> **GOAL**
Turn all of the material below into a numbered list, skipping blank lines and leaving out the pictures.

> **PROVIDED DATA**
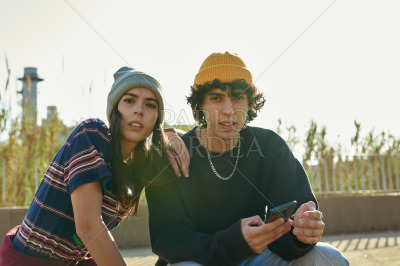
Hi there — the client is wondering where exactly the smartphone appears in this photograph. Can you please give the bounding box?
[264,200,297,224]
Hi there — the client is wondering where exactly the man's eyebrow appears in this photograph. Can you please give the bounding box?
[124,92,158,103]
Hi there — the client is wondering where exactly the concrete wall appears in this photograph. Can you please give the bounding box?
[318,195,400,234]
[0,196,400,248]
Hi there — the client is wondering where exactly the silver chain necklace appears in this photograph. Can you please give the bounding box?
[203,128,240,181]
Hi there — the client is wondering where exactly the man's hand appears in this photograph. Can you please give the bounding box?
[241,216,293,254]
[165,130,190,177]
[293,201,325,244]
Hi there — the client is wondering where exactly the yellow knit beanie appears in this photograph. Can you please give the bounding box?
[194,52,253,87]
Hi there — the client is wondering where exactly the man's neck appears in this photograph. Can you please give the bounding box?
[200,128,239,153]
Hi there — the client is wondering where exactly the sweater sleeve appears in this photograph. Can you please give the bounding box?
[146,182,255,265]
[268,135,318,261]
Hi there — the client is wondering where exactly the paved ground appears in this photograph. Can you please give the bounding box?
[121,231,400,266]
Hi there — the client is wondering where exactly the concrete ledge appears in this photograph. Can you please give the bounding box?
[318,195,400,234]
[0,195,400,248]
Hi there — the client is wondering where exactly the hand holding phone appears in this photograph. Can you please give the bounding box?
[264,200,297,224]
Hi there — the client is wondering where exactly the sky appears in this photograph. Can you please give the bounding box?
[0,0,400,155]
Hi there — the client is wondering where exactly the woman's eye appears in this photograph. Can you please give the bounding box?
[124,98,135,103]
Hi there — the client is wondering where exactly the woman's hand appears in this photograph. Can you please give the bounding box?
[164,129,190,177]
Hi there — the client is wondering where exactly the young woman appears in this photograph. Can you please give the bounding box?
[0,67,188,266]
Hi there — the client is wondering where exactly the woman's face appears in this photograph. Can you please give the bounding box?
[118,87,158,157]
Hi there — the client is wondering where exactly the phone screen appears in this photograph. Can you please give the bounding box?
[264,200,297,223]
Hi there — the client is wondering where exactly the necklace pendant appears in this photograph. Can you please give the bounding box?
[203,128,241,181]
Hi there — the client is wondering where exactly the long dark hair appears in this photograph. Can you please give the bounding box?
[110,103,175,215]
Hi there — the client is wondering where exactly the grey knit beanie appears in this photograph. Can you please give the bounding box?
[107,67,164,125]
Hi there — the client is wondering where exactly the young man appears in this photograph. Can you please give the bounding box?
[146,52,348,265]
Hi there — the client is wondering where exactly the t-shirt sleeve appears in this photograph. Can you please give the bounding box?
[64,121,111,194]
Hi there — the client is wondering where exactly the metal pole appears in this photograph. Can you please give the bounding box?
[317,160,322,193]
[381,155,386,192]
[332,156,336,193]
[394,155,400,190]
[368,157,372,193]
[353,156,358,192]
[374,155,381,191]
[338,156,344,193]
[346,156,351,192]
[1,159,6,203]
[387,156,393,191]
[324,158,329,192]
[360,156,365,193]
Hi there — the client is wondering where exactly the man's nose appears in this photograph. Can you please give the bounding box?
[223,99,235,115]
[134,103,143,115]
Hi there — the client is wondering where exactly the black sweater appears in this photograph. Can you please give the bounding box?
[146,127,317,265]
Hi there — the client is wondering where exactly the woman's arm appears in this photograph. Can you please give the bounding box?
[71,181,125,266]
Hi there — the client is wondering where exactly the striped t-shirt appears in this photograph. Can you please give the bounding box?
[13,119,128,260]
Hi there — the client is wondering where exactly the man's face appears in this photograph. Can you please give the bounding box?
[200,86,249,140]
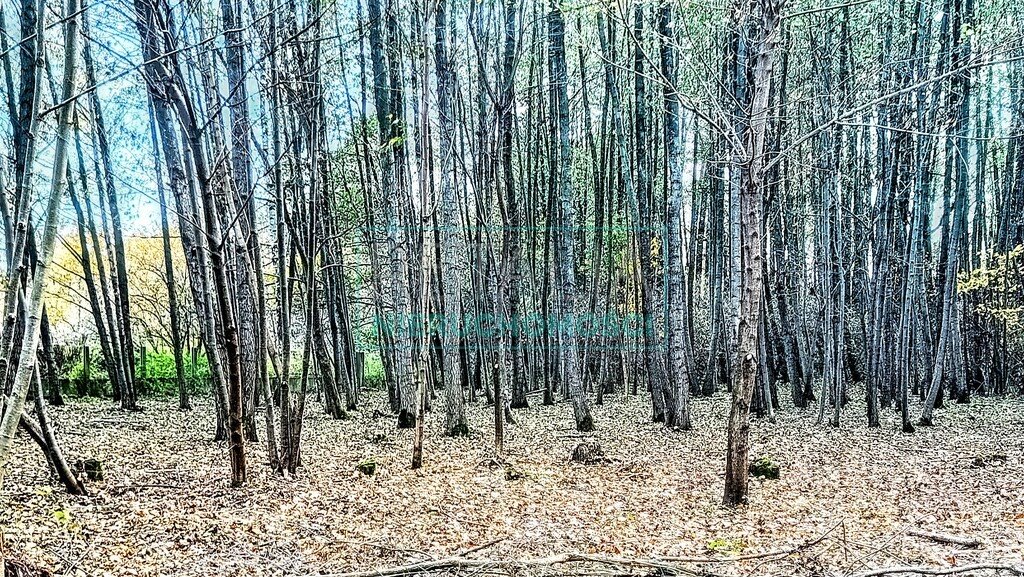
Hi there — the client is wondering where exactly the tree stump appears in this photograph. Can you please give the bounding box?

> **ANSWER TO THE PROBLEM**
1. Hi there — the client is wondering where exactly the smartphone appears in this photograph. Can you please give the bounding box?
2. [264,200,297,224]
3. Hi there — the client is wondering where exactly the man's eyebrow appears in this photograph. Can you please give the bounding box?
4. [124,92,158,103]
5. Hi there — the client is wondering where exactly the concrete wall appears in this photograph. Can you please give the bounding box?
6. [318,195,400,234]
7. [0,196,400,248]
8. Hi there — the client is wondering where exactly the silver chain necklace appears in this photograph. Can you please give the bounding box?
9. [203,128,240,181]
10. Hi there — the client is wondering where exactly the man's hand appears in this photograph. Can you please give the bounding box?
11. [241,216,293,254]
12. [165,130,190,177]
13. [293,201,325,244]
14. Hi there — the client is wondering where exactly the yellow knit beanie appears in this photograph. Can you please give the bounding box?
15. [194,52,253,87]
16. Hi there — the client is wondering where exactly the man's neck appears in this photograph. Can you please give the bounding box?
17. [200,128,239,153]
18. Hi there — the client is wondering where exactly the sweater sleeve appears in this photograph. Can you please give the bounding box?
19. [146,182,255,265]
20. [268,135,318,261]
21. Hi there — the client is wondering where exactly the paved ground appears in this photograph. Can you please give the bounding box?
22. [121,231,400,266]
23. Hi there — the client is wondering where exactly the concrete ledge appears in this photograph. Can you please give the bounding box?
24. [318,195,400,234]
25. [0,195,400,248]
26. Hi there — the client is wondering where exactly the hand holding phone appears in this photograph. Can you please give the bounding box?
27. [264,200,297,224]
28. Hi there — the client is wondering where exactly the sky appears in this photograph. Can you please give the bounding box?
29. [0,0,400,155]
30. Hi there — the client is wondering where exactly the woman's eye appears in this photograph. Can you please give the bounding box?
31. [124,98,135,103]
32. Hi there — the client is wondering where exactly the woman's hand appears in this photograph. Can you please give the bounding box?
33. [164,129,190,177]
34. Hi there — the client is wondering where exactly the young woman appears in this photograph. Can you please give the bounding box?
35. [0,67,188,266]
36. Hi there — the client is wondering where exactly the woman's face appears in this photograph. Can you please give the bounding box?
37. [118,87,158,157]
38. Hi there — the client is wondering where exactly the phone screen appears in this photograph. Can you please give the bounding box?
39. [264,200,297,223]
40. Hi there — the client is wondering where exactly the necklace pendant appears in this photograph. Can you please give the bounding box?
41. [203,128,241,181]
42. Hi there — the client is wondering where exactly the long dark hair appears in this photograph. Can you please give the bounding box?
43. [110,103,175,215]
44. Hi there — the client is wondering where exactly the grey knit beanie appears in this photograph. Can you please give the bounding box?
45. [107,67,164,125]
46. Hi there — the client is wondering where exactly the young man appears in this photograph. Can you please give the bounding box?
47. [146,52,348,265]
48. Hi there — the client is wondering where exactly the t-shirt sleeve appears in this photograph. Can you please give the bounding box?
49. [64,121,111,194]
50. Hi there — the client is wondering where exactly the metal pole appears in this photograph. Can you please give the bounding box?
51. [317,160,322,193]
52. [381,155,386,192]
53. [332,156,336,193]
54. [394,155,400,190]
55. [368,157,372,193]
56. [353,156,358,192]
57. [374,155,381,191]
58. [338,156,344,193]
59. [346,156,351,192]
60. [1,159,6,203]
61. [387,156,393,191]
62. [324,158,329,192]
63. [360,156,365,193]
64. Hi there — the client is wondering where exactly the man's nose appears in this photograph. Can you please give the bounding box?
65. [223,99,235,115]
66. [134,103,143,115]
67. Hi there — the client is wondering where exactly the black sweater appears in this photograph. Can you please give the bounding box?
68. [146,127,317,265]
69. Hi there — the client is wondering where exactly the woman's arm appears in this photograph. Can you please give the bounding box?
70. [71,181,125,266]
71. Hi there — the client is wondering where exactly the striped t-shirt appears in this photograph. Can you please give the bounding box?
72. [13,119,128,260]
73. Hi there — the client is wondering where exactly the man's face appears in this photograph. Can you please give the bounding box?
74. [200,86,249,140]
75. Hi there — the client is wondering where exactly the tree stump appears in this photograph. Can you please give the bounding box?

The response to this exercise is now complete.